> _Activity A_: In the thyroid text, what is named as currently the best marker for reduced transport of thyroid hormones into cells?
> _Activity B_: Condense the paragraph of the thyroid text that begins "In a study published in the Journal of Clinical Endocrinology and Metabolism" into a short bulleted list that keeps its main facts.
> _Activity C_: Quote word for word the part of the thyroid text that opens with the words containing "The most important determinant of thyroid" and closes with "and aging (1-43,46,49,51,52,53,58,60,66,68,69,72-118).".

Alevizaki et al also studied the accuracy of using the TSH to determine the proper thyroid replacement dose in T4 treated individuals. The study found that such a practice of using the TSH, although common, results in the majority of tissues being hypothyroid, except for the pituitary. They conclude, “TSH levels used to monitor substitution, mostly regulated by intracellular T3 in the pituitary, may not be such a good indicator of adequate thyroid hormone action in all tissues (123).”
In a study published in the Journal of Clinical Endocrinology and Metabolism, Zulewski et al also investigated the accuracy of TSH to determine proper thyroid replacement. The study found that the TSH was not a useful measure of optimal or proper thyroid replacement, as there was no correlation between the TSH and tissue thyroid levels. Serum T4 and T3 levels had some correlation, with T3 being a better indictor than T4. In contrast, a clinical score that involved a thorough assessment of signs and symptoms of hypothyroidism was shown to be the most accurate method to determine proper replacement dosing. The authors also agreed that it is improper to use the TSH as the major determinant of the proper or optimal doses of thyroid replacement, stating “The ultimate test of whether a patient is experiencing the effects of too much or too little thyroid hormone is not the measurement of hormone concentration in the blood but the effect of thyroid hormones on the peripheral tissues [symptoms] (124).”
The most important determinant of thyroid activity is the intra-cellular level of T3, and the most important determinant of the intracellular T3 level is the activity of the cellular thyroid transporters (1-67). Reduced thyroid transport into the cell is seen with a wide range of common conditions, including insulin resistance, diabetes, depression, bipolar disorder, hyperlipidemia (high cholesterol and triglycerides), chronic fatigue syndrome, fibromyalgia, neurodegenerative diseases (Alzheimer’s, Parkinson’s and multiple sclerosis), migraines, stress, anxiety, chronic dieting and aging (1-43,46,49,51,52,53,58,60,66,68,69,72-118).
The reduced thyroid transport seen with these conditions results in an artificial elevation in serum thyroid levels (especially T4), making this a poor marker for tissue thyroid levels as well (5,40,41,49,52,53,62,66,67). An elevated or high-normal reverse T3 is shown to currently be the best marker for reduced transport of thyroid hormones and an indication that a person has low cellular thyroid levels despite the fact that standard thyroid tests such as TSH, free T4, and free T3 are normal (6,32,41,45,62,66,67,125-172) (see Diagnosis of low thyroid due to stress & illness Graph).
The intracellular T3 deficiency seen with these conditions often results in a vicious cycle of worsening symptoms that usually goes untreated because standard thyroid tests look normal. Additionally, it is not surprising that T4 preparations are generally ineffective in the presence of such conditions, while T3 replacement is shown to be beneficial, with potentially dramatic results (71,74,75,76,80,81,82,86,97,98,99,100,101,102,103,104,105,173-198). In the presence of such conditions, it should be understood that significant intracellular hypothyroidism may exist that remains undiagnosed by standard blood tests (the freeT3/reverse T3 ratio may aid in the diagnosis). Thus, more appropriated testing beyond standard thyroid function tests should be considered and supplementation with T3 should be considered with such patients.

> _Material supplied_:
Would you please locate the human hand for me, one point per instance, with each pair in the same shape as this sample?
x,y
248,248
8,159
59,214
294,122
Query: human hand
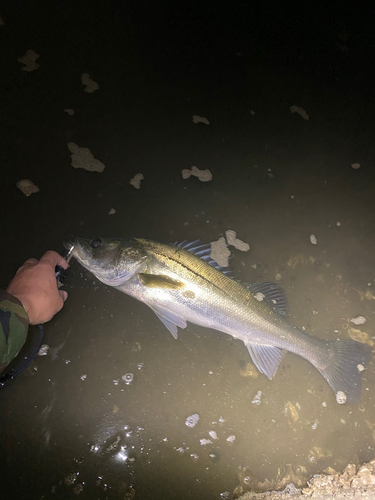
x,y
34,284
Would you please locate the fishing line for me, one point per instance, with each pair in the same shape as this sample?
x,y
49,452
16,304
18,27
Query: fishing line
x,y
23,362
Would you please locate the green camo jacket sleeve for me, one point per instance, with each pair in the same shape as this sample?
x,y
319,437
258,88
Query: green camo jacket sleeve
x,y
14,324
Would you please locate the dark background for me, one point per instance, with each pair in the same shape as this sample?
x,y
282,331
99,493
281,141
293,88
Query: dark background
x,y
157,64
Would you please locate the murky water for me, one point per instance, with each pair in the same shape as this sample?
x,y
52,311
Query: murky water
x,y
104,414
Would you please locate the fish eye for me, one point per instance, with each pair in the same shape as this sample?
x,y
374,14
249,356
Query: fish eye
x,y
96,243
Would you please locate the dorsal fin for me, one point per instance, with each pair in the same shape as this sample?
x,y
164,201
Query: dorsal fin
x,y
203,251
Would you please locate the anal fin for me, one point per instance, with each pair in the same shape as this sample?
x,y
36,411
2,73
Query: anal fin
x,y
266,358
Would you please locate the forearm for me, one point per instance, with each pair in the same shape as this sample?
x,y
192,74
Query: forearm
x,y
14,323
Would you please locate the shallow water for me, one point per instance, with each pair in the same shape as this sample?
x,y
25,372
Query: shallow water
x,y
71,425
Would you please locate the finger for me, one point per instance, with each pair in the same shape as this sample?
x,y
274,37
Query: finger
x,y
54,259
30,262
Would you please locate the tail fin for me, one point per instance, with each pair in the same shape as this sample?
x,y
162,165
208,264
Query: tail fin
x,y
343,371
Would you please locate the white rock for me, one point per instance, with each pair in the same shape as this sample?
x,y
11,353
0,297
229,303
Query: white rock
x,y
204,442
136,180
313,239
91,86
359,320
341,397
83,158
192,420
43,351
220,253
235,242
27,187
203,175
200,119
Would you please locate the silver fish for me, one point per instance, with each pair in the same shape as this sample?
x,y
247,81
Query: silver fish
x,y
181,283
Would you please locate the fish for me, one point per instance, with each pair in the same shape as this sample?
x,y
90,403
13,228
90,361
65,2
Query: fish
x,y
181,284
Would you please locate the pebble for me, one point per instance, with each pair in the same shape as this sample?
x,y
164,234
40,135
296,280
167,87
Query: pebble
x,y
27,187
213,435
313,239
341,397
359,320
136,181
192,420
43,351
257,398
128,378
204,441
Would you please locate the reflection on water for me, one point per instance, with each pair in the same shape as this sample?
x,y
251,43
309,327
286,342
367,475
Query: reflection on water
x,y
118,408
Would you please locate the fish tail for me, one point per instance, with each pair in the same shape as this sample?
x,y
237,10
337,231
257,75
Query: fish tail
x,y
346,360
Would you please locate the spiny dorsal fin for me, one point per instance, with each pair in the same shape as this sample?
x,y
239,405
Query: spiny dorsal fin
x,y
203,251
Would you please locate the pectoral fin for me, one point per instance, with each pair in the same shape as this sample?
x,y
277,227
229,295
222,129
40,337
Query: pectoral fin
x,y
266,358
170,320
159,281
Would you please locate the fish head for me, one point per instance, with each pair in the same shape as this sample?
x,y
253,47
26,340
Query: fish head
x,y
112,260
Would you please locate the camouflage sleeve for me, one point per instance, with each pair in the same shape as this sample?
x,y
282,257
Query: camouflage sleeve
x,y
14,323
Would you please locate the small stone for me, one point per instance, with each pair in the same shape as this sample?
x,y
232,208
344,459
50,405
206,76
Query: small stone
x,y
257,398
29,60
200,119
204,441
136,181
203,175
300,111
192,420
128,378
220,253
83,158
341,397
213,435
235,242
359,320
27,187
43,351
91,86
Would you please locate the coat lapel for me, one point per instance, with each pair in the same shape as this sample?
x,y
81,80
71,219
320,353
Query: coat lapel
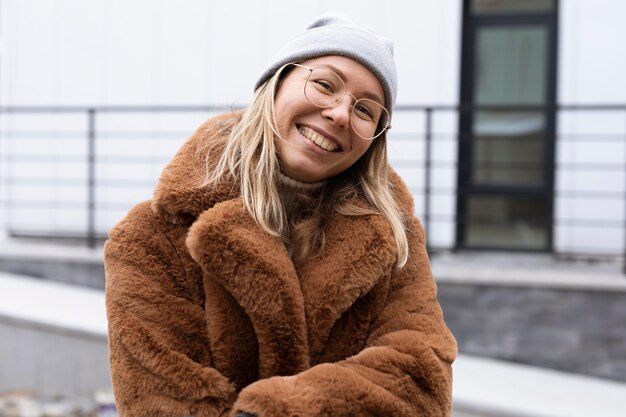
x,y
359,251
255,269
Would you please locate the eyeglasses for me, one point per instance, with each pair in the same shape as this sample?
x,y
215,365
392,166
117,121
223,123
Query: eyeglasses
x,y
324,88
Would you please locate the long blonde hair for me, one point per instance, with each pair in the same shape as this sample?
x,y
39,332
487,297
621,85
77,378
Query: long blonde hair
x,y
250,156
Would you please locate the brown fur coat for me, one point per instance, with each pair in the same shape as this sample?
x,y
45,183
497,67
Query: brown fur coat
x,y
208,315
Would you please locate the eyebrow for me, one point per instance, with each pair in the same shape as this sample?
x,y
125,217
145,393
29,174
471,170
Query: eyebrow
x,y
367,94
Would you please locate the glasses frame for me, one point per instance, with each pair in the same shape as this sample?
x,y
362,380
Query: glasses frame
x,y
346,93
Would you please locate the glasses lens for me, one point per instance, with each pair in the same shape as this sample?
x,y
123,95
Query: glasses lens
x,y
324,88
369,119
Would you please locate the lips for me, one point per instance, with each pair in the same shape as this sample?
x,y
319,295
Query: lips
x,y
318,139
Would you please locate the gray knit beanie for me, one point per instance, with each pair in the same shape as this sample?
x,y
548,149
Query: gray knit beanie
x,y
336,34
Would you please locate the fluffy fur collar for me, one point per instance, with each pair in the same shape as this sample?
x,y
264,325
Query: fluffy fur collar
x,y
180,196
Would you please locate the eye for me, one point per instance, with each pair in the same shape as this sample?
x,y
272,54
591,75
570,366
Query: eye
x,y
324,86
363,111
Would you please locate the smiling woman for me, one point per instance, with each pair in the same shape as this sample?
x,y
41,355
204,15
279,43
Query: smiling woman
x,y
279,269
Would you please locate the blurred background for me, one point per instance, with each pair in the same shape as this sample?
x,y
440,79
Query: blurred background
x,y
510,130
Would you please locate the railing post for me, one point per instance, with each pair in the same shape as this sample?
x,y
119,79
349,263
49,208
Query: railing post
x,y
91,178
427,175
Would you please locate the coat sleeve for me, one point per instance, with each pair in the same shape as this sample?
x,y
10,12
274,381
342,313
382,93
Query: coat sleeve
x,y
404,370
158,349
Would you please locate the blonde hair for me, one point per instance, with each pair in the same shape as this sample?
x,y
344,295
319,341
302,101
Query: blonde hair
x,y
250,156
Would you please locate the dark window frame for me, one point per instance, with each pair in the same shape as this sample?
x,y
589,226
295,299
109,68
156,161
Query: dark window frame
x,y
471,25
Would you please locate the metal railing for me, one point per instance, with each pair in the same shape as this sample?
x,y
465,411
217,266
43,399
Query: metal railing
x,y
428,135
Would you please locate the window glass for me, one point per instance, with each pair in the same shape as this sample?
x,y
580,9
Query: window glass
x,y
489,7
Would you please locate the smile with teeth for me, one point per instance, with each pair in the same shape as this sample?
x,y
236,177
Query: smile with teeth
x,y
318,139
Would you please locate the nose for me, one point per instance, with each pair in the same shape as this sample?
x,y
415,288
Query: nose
x,y
339,114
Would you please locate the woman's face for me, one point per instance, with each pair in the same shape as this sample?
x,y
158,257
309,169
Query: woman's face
x,y
320,142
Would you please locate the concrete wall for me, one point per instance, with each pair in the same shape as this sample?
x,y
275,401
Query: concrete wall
x,y
53,361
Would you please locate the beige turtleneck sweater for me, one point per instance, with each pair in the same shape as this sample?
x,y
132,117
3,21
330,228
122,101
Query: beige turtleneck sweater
x,y
295,196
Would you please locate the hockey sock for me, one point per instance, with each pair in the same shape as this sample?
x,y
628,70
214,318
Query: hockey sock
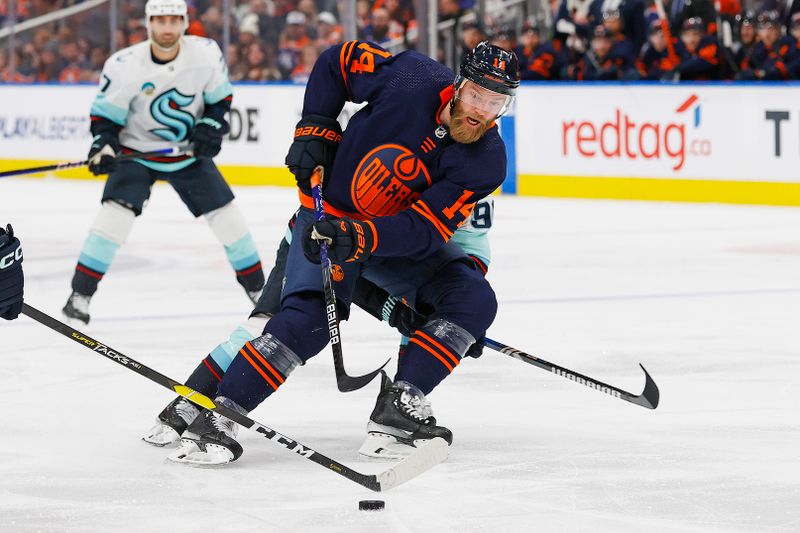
x,y
433,353
261,366
212,368
290,338
108,232
230,228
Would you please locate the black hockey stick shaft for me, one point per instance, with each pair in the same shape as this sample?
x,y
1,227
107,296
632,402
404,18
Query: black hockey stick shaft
x,y
649,397
369,481
345,382
76,164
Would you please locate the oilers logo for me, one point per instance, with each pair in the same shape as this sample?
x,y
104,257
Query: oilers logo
x,y
166,110
388,180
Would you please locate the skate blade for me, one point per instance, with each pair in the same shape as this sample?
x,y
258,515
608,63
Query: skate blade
x,y
383,446
189,453
162,436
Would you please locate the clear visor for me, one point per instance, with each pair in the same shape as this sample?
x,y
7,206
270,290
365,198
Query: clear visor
x,y
488,104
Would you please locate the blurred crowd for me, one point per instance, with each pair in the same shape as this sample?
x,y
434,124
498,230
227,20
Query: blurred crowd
x,y
582,39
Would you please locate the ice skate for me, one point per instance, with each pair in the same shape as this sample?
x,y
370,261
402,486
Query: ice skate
x,y
171,423
210,439
76,310
401,421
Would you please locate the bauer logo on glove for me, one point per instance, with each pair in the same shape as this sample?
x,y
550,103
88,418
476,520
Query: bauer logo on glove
x,y
11,278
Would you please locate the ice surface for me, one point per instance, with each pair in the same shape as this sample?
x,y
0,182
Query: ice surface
x,y
707,297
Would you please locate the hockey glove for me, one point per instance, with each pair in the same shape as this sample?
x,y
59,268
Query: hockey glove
x,y
11,279
316,139
104,149
349,241
402,317
207,137
476,350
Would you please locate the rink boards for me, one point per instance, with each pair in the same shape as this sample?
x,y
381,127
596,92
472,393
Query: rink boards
x,y
735,143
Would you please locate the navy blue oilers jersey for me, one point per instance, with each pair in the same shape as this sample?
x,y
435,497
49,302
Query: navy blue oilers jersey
x,y
396,165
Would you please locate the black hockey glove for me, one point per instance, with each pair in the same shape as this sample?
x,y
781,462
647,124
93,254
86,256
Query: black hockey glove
x,y
349,241
476,350
11,278
104,149
402,317
207,137
316,139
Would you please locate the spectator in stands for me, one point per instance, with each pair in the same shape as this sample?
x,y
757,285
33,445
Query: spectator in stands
x,y
743,47
292,41
378,29
538,60
599,63
698,51
260,66
679,11
472,34
329,32
631,19
621,44
302,71
656,62
504,38
773,55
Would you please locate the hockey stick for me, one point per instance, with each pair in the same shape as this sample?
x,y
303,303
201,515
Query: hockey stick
x,y
423,458
75,164
649,398
345,382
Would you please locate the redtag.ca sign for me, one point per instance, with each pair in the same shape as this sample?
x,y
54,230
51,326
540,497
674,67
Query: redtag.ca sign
x,y
725,132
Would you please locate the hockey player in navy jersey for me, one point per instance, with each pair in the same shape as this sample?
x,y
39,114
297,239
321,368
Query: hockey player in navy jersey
x,y
11,278
400,181
169,91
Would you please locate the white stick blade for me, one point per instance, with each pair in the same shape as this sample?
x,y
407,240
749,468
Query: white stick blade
x,y
426,457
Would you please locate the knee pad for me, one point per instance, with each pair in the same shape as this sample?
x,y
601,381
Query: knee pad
x,y
301,325
225,351
450,334
114,222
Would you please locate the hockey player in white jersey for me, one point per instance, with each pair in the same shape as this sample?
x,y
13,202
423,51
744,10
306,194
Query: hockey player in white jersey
x,y
171,91
384,440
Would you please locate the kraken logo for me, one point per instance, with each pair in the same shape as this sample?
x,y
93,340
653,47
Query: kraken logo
x,y
166,110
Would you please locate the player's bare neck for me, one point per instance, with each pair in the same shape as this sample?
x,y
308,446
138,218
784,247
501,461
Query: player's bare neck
x,y
162,56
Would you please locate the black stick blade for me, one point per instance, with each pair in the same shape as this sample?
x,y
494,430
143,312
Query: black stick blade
x,y
347,383
650,396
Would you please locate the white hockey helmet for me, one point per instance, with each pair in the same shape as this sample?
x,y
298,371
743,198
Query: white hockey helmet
x,y
160,8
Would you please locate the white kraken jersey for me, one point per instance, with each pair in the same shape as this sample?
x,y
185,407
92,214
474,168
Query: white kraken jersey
x,y
158,105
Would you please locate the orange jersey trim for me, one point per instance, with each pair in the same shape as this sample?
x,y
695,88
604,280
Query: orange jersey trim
x,y
432,352
444,350
264,362
258,369
422,209
344,59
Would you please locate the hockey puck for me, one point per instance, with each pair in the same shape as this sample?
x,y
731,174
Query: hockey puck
x,y
371,505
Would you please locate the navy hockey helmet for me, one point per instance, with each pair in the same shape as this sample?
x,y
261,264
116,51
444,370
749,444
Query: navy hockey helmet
x,y
492,68
768,19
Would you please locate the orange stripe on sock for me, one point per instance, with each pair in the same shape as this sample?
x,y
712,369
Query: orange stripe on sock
x,y
441,228
243,353
433,341
432,352
255,353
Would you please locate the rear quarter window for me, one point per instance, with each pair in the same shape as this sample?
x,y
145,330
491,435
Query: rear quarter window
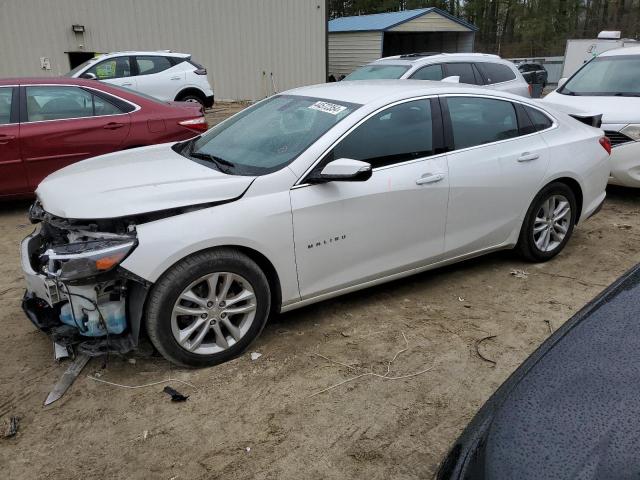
x,y
496,72
540,120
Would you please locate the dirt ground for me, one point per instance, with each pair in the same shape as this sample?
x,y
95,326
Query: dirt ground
x,y
260,419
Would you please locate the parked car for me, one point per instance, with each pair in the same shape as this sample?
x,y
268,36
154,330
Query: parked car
x,y
472,68
163,75
49,123
571,409
534,73
609,84
303,196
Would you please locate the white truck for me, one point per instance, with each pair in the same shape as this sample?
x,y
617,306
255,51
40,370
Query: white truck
x,y
579,52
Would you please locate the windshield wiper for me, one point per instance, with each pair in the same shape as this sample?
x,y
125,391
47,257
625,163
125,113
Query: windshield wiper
x,y
225,166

> _Response area A_: An elevated or high-normal reverse T3.

> _Response area B_:
- Zulewski et al. (Journal of Clinical Endocrinology and Metabolism) examined whether TSH accurately determines proper thyroid replacement.
- TSH was not a useful measure, showing no correlation with tissue thyroid levels.
- Serum T4 and T3 showed some correlation, with T3 the better indicator.
- A clinical score based on a thorough assessment of hypothyroid signs and symptoms was the most accurate method for dosing.
- The authors concluded that TSH should not be the major determinant of replacement dose; the effect of thyroid hormones on peripheral tissues (symptoms) is the ultimate test.

> _Response area C_:
The most important determinant of thyroid activity is the intra-cellular level of T3, and the most important determinant of the intracellular T3 level is the activity of the cellular thyroid transporters (1-67). Reduced thyroid transport into the cell is seen with a wide range of common conditions, including insulin resistance, diabetes, depression, bipolar disorder, hyperlipidemia (high cholesterol and triglycerides), chronic fatigue syndrome, fibromyalgia, neurodegenerative diseases (Alzheimer’s, Parkinson’s and multiple sclerosis), migraines, stress, anxiety, chronic dieting and aging (1-43,46,49,51,52,53,58,60,66,68,69,72-118).